## LISTA DE TAREFAS:
**A)** Traduza para o inglês a seguinte frase do texto sobre o terreiro Icimimó: "Foi ele quem, em 1736, fundou o templo dedicado a Xangô, o orixá associado à justiça."
**B)** Com base no texto sobre o terreiro Icimimó, explique em até três frases por que Pai Duda cobra atenção do Poder Público.
**C)** Prossiga com o texto sobre o terreiro Icimimó a partir da frase que o encerra.

## TRECHO APRESENTADO:
#####

A Penha Papéis e Embalagens é a pivô de um conflito de terras com o Icimimó, que se arrasta ao longo dos últimos anos e acumula episódios de violência e destruição de símbolos sagrados do terreiro.

O medo logo se instalou. Numa época em que os ataques violentos contra figuras de liderança de origens africanas estão em ascensão, aquele era o alerta que faltava para a comunidade. Em agosto, mesmo sob proteção federal, a ialorixá Bernadete Pacífico foi executada a tiros enquanto assistia televisão com os netos. O caso aconteceu no quilombo Pitanga dos Palmares, em Simões Filho, região metropolitana de Salvador.

“Essa violação vem se repetindo de forma continuada”, diz Pai Duda a CartaCapital. “Precisamos de atenção do Poder Público. Será que vão esperar uma desgraça acontecer para tomarem uma providência?”

A história do Icimimó remonta ao século XVIII, quando embarcações portuguesas chegaram ao litoral da Bahia. Entre os inúmeros africanos escravizados trazidos durante a colonização estava Pai João, natural da Nigéria. Foi ele quem, em 1736, fundou o templo dedicado a Xangô, o orixá associado à justiça. Mais de um século depois, a comunidade se deslocou para Cachoeira sob a liderança da ialorixá Judith Ferreira do Sacramento. O terreno foi comprado da União Fabril da Bahia por 600 mil réis.

#####

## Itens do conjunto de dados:
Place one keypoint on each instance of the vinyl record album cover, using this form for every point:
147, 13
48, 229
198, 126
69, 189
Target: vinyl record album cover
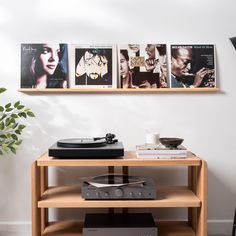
93, 66
193, 66
142, 66
44, 65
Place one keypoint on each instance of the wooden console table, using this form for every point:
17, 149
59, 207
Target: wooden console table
193, 196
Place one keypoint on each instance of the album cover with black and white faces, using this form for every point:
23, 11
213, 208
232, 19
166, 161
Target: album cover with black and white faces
93, 66
142, 66
44, 65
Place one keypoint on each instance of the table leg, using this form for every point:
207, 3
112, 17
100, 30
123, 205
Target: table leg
36, 212
202, 182
43, 187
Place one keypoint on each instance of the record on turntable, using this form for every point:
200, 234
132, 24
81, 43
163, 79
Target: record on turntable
84, 148
81, 142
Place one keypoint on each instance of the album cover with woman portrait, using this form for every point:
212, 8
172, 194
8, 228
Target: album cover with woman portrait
142, 66
93, 66
44, 66
193, 66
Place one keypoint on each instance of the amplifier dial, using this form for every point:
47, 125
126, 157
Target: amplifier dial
118, 192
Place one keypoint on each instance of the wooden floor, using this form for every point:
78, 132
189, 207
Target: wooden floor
25, 234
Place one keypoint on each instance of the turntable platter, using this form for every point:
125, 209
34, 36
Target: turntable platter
81, 142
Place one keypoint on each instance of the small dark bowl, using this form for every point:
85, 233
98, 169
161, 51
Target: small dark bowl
171, 142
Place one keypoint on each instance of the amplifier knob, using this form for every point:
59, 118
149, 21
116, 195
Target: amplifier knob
118, 192
131, 194
140, 194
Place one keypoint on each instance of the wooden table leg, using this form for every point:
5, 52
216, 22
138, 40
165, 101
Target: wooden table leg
202, 182
43, 187
125, 171
111, 170
36, 212
192, 184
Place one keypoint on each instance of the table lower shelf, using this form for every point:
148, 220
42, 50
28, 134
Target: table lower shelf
70, 197
74, 228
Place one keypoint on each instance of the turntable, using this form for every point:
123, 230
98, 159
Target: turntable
85, 148
115, 186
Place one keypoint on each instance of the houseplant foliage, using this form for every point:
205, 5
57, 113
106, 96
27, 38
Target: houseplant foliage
11, 126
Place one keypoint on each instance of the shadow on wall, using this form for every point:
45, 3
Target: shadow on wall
221, 205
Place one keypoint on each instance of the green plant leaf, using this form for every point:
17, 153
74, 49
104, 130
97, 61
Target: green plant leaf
7, 121
22, 114
9, 109
2, 90
17, 131
18, 142
3, 117
20, 107
13, 150
14, 136
2, 126
20, 127
30, 114
3, 136
14, 116
16, 104
8, 105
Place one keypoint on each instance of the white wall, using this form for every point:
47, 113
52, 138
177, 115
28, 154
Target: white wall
206, 121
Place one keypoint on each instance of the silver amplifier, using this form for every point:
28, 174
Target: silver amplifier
115, 186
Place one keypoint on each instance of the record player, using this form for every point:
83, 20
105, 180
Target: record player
116, 186
85, 148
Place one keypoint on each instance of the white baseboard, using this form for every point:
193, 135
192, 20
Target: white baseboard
220, 227
15, 228
23, 228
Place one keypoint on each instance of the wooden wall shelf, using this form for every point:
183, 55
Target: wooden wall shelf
119, 90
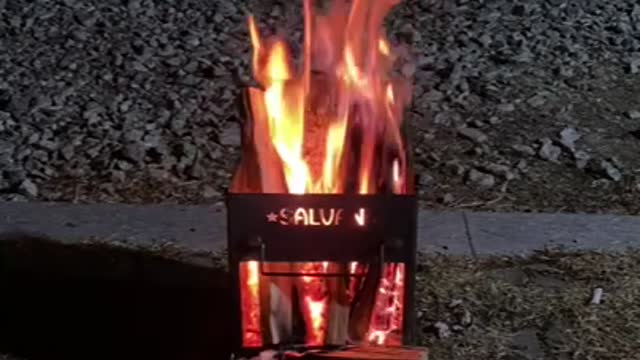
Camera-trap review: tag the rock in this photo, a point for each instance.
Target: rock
(499, 170)
(506, 108)
(548, 151)
(480, 179)
(473, 134)
(524, 149)
(568, 137)
(446, 199)
(526, 343)
(537, 100)
(582, 159)
(610, 170)
(633, 114)
(134, 152)
(633, 66)
(454, 167)
(442, 330)
(209, 192)
(519, 10)
(27, 187)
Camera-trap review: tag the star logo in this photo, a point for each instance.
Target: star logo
(272, 217)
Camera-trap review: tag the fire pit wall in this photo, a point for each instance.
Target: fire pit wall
(322, 270)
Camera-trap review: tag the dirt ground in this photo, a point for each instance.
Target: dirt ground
(531, 308)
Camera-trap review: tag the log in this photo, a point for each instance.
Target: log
(372, 353)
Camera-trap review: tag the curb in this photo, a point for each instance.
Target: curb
(203, 228)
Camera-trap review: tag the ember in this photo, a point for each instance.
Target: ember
(332, 126)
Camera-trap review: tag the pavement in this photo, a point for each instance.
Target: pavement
(203, 228)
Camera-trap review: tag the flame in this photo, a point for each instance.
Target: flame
(250, 302)
(330, 125)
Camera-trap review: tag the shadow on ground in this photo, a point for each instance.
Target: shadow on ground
(95, 302)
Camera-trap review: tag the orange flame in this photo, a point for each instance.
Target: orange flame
(332, 126)
(364, 95)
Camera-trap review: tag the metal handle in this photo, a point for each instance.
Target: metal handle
(263, 259)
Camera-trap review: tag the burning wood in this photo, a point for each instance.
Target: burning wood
(334, 126)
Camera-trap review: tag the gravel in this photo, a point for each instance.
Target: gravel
(135, 101)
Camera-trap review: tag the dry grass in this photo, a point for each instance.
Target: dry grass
(528, 308)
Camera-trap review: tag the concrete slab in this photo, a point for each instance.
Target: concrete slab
(443, 233)
(522, 234)
(195, 227)
(204, 228)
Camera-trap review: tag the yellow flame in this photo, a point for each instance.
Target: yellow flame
(383, 47)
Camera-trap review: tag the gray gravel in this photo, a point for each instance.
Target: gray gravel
(134, 101)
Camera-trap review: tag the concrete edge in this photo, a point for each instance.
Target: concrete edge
(203, 228)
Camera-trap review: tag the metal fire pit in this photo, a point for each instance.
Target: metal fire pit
(277, 228)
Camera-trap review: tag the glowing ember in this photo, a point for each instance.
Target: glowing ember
(333, 125)
(250, 298)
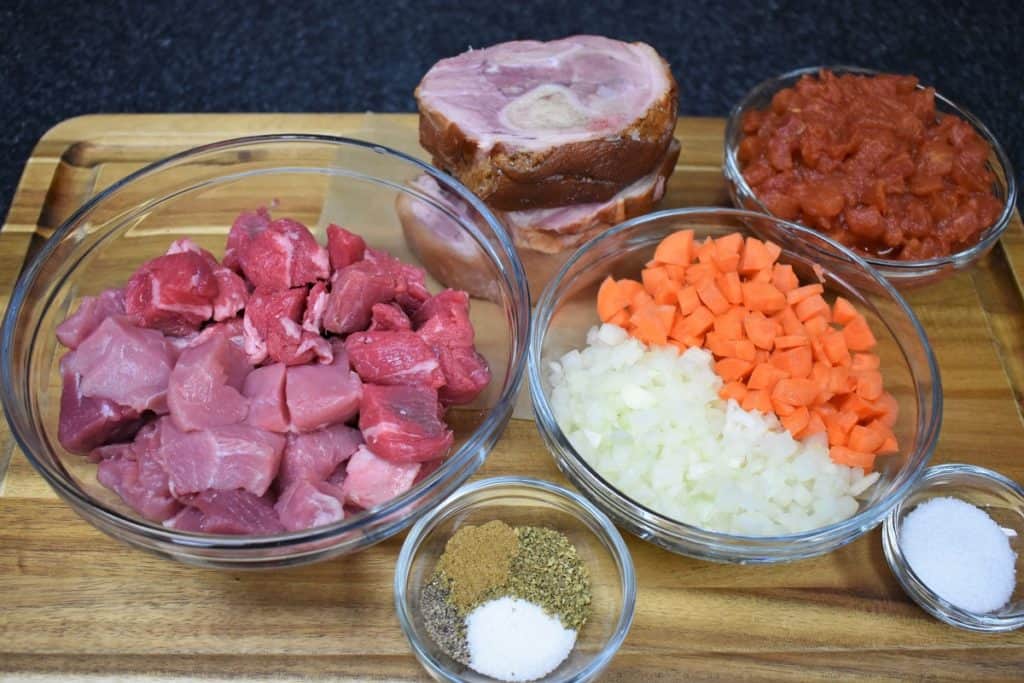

#####

## RESPOSTAS DADAS:
**A)** It was he who, in 1736, founded the temple dedicated to Xangô, the orixá associated with justice.

**B)** Pai Duda cobra atenção do Poder Público porque, segundo ele, a violação contra o terreiro "vem se repetindo de forma continuada". Ele pergunta se as autoridades vão esperar uma desgraça acontecer para tomarem uma providência.

**C)**
A área de 22 hectares é reconhecida como patrimônio cultural da Bahia pelo Instituto do Patrimônio Histórico e Artístico da Bahia, o Ipac. Também teve seu tombamento provisório e emergencial decretado pelo Iphan. O endosso das instituições, contudo, não tem sido o bastante para conter as sucessivas investidas da Penha Papéis e Embalagens, que se diz proprietária das terras, apesar de o terreiro ter a escritura.

O conflito chegou ao ápice em 2020, quando o terreiro interrompeu as atividades por conta da Covid-19. Cerca de 50 homens armados que, segundo os moradores, seriam funcionários da empresa, invadiram a propriedade dando tiros para o alto e deixaram um rastro de destruição: artefatos quebrados, inúmeros pés de bambu cortados e assentamentos destruídos. Idosos que estavam hospedados no local chegaram a passar mal e precisaram ser socorridos. Além disso, também havia indícios de queimadas e desmatamento na mata próxima ao terreno. A reportagem teve acesso ao boletim de ocorrência, registrado na Delegacia Territorial de Cachoeira.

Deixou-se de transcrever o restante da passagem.